Render all of the data below as a Markdown table with two columns, Row and Line. Give each nonblank line its own row, numbered in order, and leave out the blank lines.

**EXCERPTED RECORDS**
..............................

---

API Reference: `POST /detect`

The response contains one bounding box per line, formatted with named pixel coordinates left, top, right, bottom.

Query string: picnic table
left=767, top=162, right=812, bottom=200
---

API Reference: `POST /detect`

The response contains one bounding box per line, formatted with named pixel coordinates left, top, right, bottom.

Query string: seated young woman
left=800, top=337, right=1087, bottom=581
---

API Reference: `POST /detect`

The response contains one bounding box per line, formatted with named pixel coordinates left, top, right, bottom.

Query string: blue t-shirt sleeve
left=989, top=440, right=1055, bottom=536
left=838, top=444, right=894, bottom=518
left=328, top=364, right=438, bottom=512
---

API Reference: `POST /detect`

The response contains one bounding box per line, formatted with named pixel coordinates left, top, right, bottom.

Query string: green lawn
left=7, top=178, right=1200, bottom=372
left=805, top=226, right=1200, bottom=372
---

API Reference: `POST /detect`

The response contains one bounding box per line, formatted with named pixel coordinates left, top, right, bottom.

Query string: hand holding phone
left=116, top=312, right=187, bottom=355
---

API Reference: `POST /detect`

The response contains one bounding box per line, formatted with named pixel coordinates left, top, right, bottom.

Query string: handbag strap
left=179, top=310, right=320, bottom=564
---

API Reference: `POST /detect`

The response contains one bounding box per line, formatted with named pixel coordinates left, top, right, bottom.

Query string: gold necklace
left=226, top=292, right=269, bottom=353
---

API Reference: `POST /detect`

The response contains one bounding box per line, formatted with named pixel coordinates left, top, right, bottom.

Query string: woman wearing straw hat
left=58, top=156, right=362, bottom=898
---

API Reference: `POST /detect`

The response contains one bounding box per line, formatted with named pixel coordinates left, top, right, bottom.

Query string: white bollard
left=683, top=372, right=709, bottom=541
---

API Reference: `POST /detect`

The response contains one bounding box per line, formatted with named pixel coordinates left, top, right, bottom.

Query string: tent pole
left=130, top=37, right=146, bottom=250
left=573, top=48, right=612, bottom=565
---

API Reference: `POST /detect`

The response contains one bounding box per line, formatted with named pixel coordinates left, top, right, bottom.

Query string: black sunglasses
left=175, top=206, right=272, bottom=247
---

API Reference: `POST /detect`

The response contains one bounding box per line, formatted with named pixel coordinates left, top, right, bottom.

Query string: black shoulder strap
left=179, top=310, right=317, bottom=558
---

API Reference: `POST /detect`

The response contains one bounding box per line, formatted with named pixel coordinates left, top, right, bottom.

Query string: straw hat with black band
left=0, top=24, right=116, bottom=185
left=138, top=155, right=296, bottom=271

..............................

**EXERCISE OUTPUT**
| Row | Line |
|---|---|
| 1 | --- |
| 2 | API Reference: `POST /detect` |
| 3 | The response contains one bounding box per line, formatted with named pixel coordinates left, top, right, bottom. |
| 4 | Query string: picnic table |
| 5 | left=767, top=162, right=812, bottom=200 |
| 6 | --- |
| 7 | API Reference: `POST /detect` |
| 8 | The response contains one bounding box per line, formatted with named pixel coordinates left, top, right, bottom. |
| 9 | Query string: seated young woman |
| 10 | left=800, top=337, right=1087, bottom=581 |
| 11 | --- |
| 12 | API Reference: `POST /detect` |
| 13 | The response contains one bounding box per line, formatted with named pixel coordinates left, top, right, bottom. |
| 14 | Query string: blue t-shirt sleeve |
| 15 | left=989, top=440, right=1055, bottom=536 |
| 16 | left=838, top=444, right=894, bottom=518 |
| 17 | left=328, top=364, right=438, bottom=512 |
| 18 | --- |
| 19 | API Reference: `POST /detect` |
| 20 | The response contains one bounding box per line, formatted with named pixel coordinates left, top, right, bottom. |
| 21 | Query string: green lawn |
| 22 | left=7, top=178, right=1200, bottom=372 |
| 23 | left=805, top=226, right=1200, bottom=372 |
| 24 | --- |
| 25 | API Reference: `POST /detect` |
| 26 | The response contains one bounding box per line, formatted with named pixel coordinates left, top, right, bottom. |
| 27 | Query string: hand holding phone |
| 28 | left=116, top=312, right=187, bottom=355 |
| 29 | --- |
| 30 | API Reference: `POST /detect` |
| 31 | The response contains one bounding box per line, formatted with named pixel coordinates left, top, right, bottom. |
| 32 | Query string: handbag strap |
| 33 | left=179, top=310, right=320, bottom=564 |
| 34 | --- |
| 35 | API Reference: `POST /detect` |
| 36 | The response contains one bounding box per line, formatted with named pixel coordinates left, top, right, bottom. |
| 37 | Query string: gold necklace |
| 38 | left=226, top=292, right=269, bottom=353 |
| 39 | --- |
| 40 | API Reference: `POST /detect` |
| 41 | The response contains one bounding box per line, formatted with named pixel coordinates left, top, right, bottom. |
| 42 | Query string: woman wearing straw hat |
| 43 | left=58, top=156, right=362, bottom=898 |
| 44 | --- |
| 45 | API Reference: `POST /detect` |
| 46 | The response contains one bounding box per line, formatted with named pixel coordinates left, top, right, bottom. |
| 47 | Query string: white bollard |
| 48 | left=683, top=372, right=709, bottom=541 |
| 49 | --- |
| 50 | API Reference: `POST /detect` |
| 51 | The response contains one bounding box per line, formatted with named pixel coordinates left, top, right, bottom. |
| 52 | Query string: tent pole |
| 53 | left=130, top=37, right=146, bottom=250 |
| 54 | left=573, top=48, right=612, bottom=565 |
| 55 | --- |
| 56 | API Reference: `POST /detect` |
| 57 | The response contains one bounding box per line, formatted with named pixel coordinates left, top, right, bottom. |
| 58 | Query string: black sunglasses |
| 59 | left=175, top=206, right=272, bottom=247 |
| 60 | --- |
| 61 | API Reference: `POST /detect` |
| 62 | The response contains one bounding box per line, formatted with named pixel coordinates left, top, right, bottom. |
| 63 | Query string: black shoulder strap |
| 64 | left=179, top=310, right=317, bottom=558 |
| 65 | --- |
| 66 | API Reference: `POST /detect` |
| 67 | The response contains one bounding box per line, formatted with named pixel coordinates left, top, right, bottom. |
| 68 | Query string: straw hat with black band |
| 69 | left=0, top=24, right=116, bottom=185 |
| 70 | left=138, top=155, right=296, bottom=271 |